▶ _PAGE EXCERPT_:
——

French environment minister Agnès Pannier-Runacher decried those remarks as “unworthy of a COP presidency.” Insiders told the Financial Times, however, that she continues to participate from Paris, as the gravity of the climate crisis requires France to avoid playing “empty chair politics.”
For his part, Europe’s commissioner for climate action, Wopke Hoekstra, took a diplomatic tack, writing on X that “regardless of any bilateral disagreements, the COP should be a place where all parties feel at liberty to come and negotiate on climate action.”
That spirit of reconciliation extends beyond mere platitudes, as evidenced by the Taliban’s appearance at the conclave. “All the countries must join hands and tackle the problem of climate change,” Matiul Haq Khalis, former Taliban negotiator and co-head of the Tora Bora Military Front turned director general of Afghanistan’s environmental protection agency, told the Associated Press.
Call it Schrödinger's shopper: Assessing the state of the U.S. consumer feels like grabbing a handful of water these days, as the acute post-Covid price pressures along with brisk economic growth and a sanguine labor market make for a muddled analytical cocktail.
Thus, aggregate domestic household debt reached a record $17.94 trillion as of Sept. 30 per a Wednesday report from the Federal Reserve Bank of New York, up 4.5% over the past year to outpace the 4% uptick in nonfarm wages as measured by the Economic Policy Institute. Credit card balances reached $1.17 trillion per the New York Fed, up 8.1% from September 2023 and 26% over the past two years, while the share of serious delinquencies (meaning in arrears by at least 90 days) is nearly 12%. That’s the highest since at least 2003 outside the aftermath of the Great Recession.
“Across the board, unemployment is low and wages have risen, but those macroeconomic conditions aren’t felt equally across the population,” Brad Stroh, co-CEO of debt management firm Achieve, told CNBC.
Meanwhile, separate consumer sentiment surveys undertaken by the Conference Board and the University of Michigan each languish well below their respective pre-pandemic levels, with the latter gauge remaining stuck below its 40-year average reading since mid-2021, when measured inflation broke to the upside. Of course, last week’s seismic political shift likewise indicates little satisfaction with the status quo.

——

▶ _RECORDED INFORMATION_:
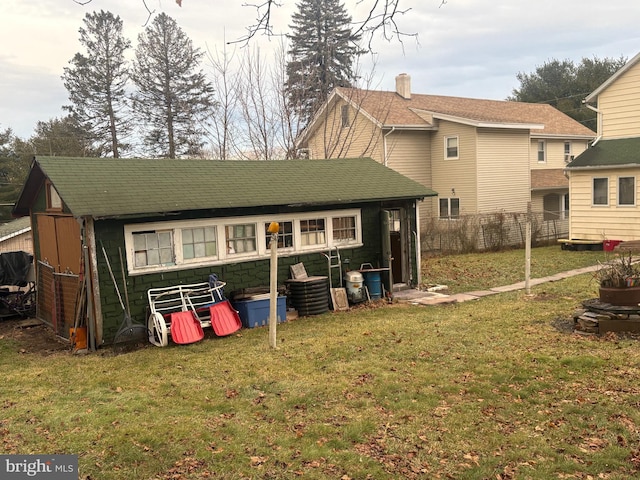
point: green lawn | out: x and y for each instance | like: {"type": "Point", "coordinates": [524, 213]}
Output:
{"type": "Point", "coordinates": [486, 389]}
{"type": "Point", "coordinates": [475, 271]}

——

▶ _WHAT TO WORK ON_: Reproduce the page excerpt from "Thus, aggregate domestic" up to and including "the Great Recession.", swapping "Credit card balances" for "Revolving credit balances".

▶ _EXPECTED OUTPUT_:
Thus, aggregate domestic household debt reached a record $17.94 trillion as of Sept. 30 per a Wednesday report from the Federal Reserve Bank of New York, up 4.5% over the past year to outpace the 4% uptick in nonfarm wages as measured by the Economic Policy Institute. Revolving credit balances reached $1.17 trillion per the New York Fed, up 8.1% from September 2023 and 26% over the past two years, while the share of serious delinquencies (meaning in arrears by at least 90 days) is nearly 12%. That’s the highest since at least 2003 outside the aftermath of the Great Recession.